** Start of Source data **
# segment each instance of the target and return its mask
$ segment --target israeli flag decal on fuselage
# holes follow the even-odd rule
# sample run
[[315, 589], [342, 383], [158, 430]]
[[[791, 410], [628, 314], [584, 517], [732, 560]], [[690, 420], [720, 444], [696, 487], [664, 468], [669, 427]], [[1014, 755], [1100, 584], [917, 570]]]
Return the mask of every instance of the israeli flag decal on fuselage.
** End of Source data **
**The request:**
Write out all the items above again, line for line, without changing a single character.

**Solution to the exercise:**
# segment each instance of the target and return its mask
$ segment --target israeli flag decal on fuselage
# holes follow the even-odd rule
# sample run
[[315, 589], [342, 383], [158, 430]]
[[[791, 410], [628, 314], [584, 517], [732, 560]], [[690, 420], [720, 444], [696, 487], [664, 468], [669, 427]], [[1014, 755], [1100, 584], [917, 570]]]
Return the mask of every instance of the israeli flag decal on fuselage.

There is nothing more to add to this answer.